Text shown section start

The National Institute on Aging (NIA), a division of the National Institutes of Health (NIH), awarded Rendever a Small Business Technology Transfer (STTR) Phase I grant to test the potential for impact of their virtual reality (VR) platform with residents experiencing some form of cognitive decline and their adult children who live at a distance.

Rendever’s resident engagement platform was specifically built for seniors and senior living staff to reduce social isolation by enabling older adults to check off bucket list items, revisit meaningful places from their past, and stay connected to their families across distances - all through the power of VR and shared positive experiences. The Rendever family portal allows family members to participate in customizing the experience for their loved ones through sharing personal photos, videos, and 360° footage of family events. This study will bring family members one step closer by allowing them to wear headsets simultaneously and sharing the experience, all from the comfort of their own home.

This NIH grant will fund a study jointly conducted by Rendever and the University of California Santa Barbara (UCSB), to evaluate the acceptability, engagement, and usability challenges of virtual family engagement with this population, as well as the differences in impact across various levels of cognitive impairment (MCI, mild to moderate AD/ADRD).

“We’re ecstatic to be working with the NIH and Rendever on this groundbreaking study,” said Tamara Afifi, professor of Interpersonal Health Communication at UCSB and one of the PIs on the study. “We’re hopeful that this application of technology will make a significant, quantifiable difference in the lives of seniors and their loved ones, and we can’t wait to get started.”

Following this Phase I pilot study, Rendever will work with UCSB and the NIH to analyze results and apply for a Phase II multi-site clinical trial to collect data on a larger scale.

“This is the culmination of over 2 years worth of collaborative effort, and we’re incredibly grateful for the tireless efforts of the team at UCSB, as well as the support of various members at the NIH throughout this process,” said Kyle Rand, Cofounder and CEO of Rendever. “Over the years, we’ve seen incredible anecdotal evidence of the powerful effects of shared virtual reality experiences among the senior population. We’re honored to be awarded this grant, and eager to quantify these effects in the coming year.”

See the NIA's Showcase on Rendever.


About NIA

The NIA Small Business Programs manage the largest source of early-stage funding for aging-related research and development (R&D).

Each year, NIA provides more than $100 million in R&D grants to small businesses through the Small Business Innovation Research (SBIR) and Small Business Technology Transfer (STTR) programs.

Text shown section end
Data provided section start

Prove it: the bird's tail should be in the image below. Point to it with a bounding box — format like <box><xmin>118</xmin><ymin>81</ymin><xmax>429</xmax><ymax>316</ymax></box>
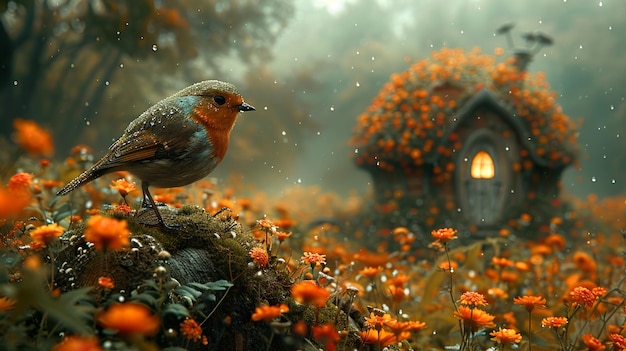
<box><xmin>57</xmin><ymin>167</ymin><xmax>106</xmax><ymax>196</ymax></box>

Data provided section end

* Work request: Decide whether each of the following statements agrees with the text on Rendever's NIH grant, answering yes or no and quoting the deciding words of the text. 1. The study will be carried out jointly by Rendever and the University of California Santa Barbara. 2. Rendever received a Phase II grant. 3. Kyle Rand is a professor at UCSB.

* Result below:
1. Yes: "a study jointly conducted by Rendever and the University of California Santa Barbara (UCSB)"
2. No: "a Small Business Technology Transfer (STTR) Phase I grant"
3. No: "Kyle Rand, Cofounder and CEO of Rendever"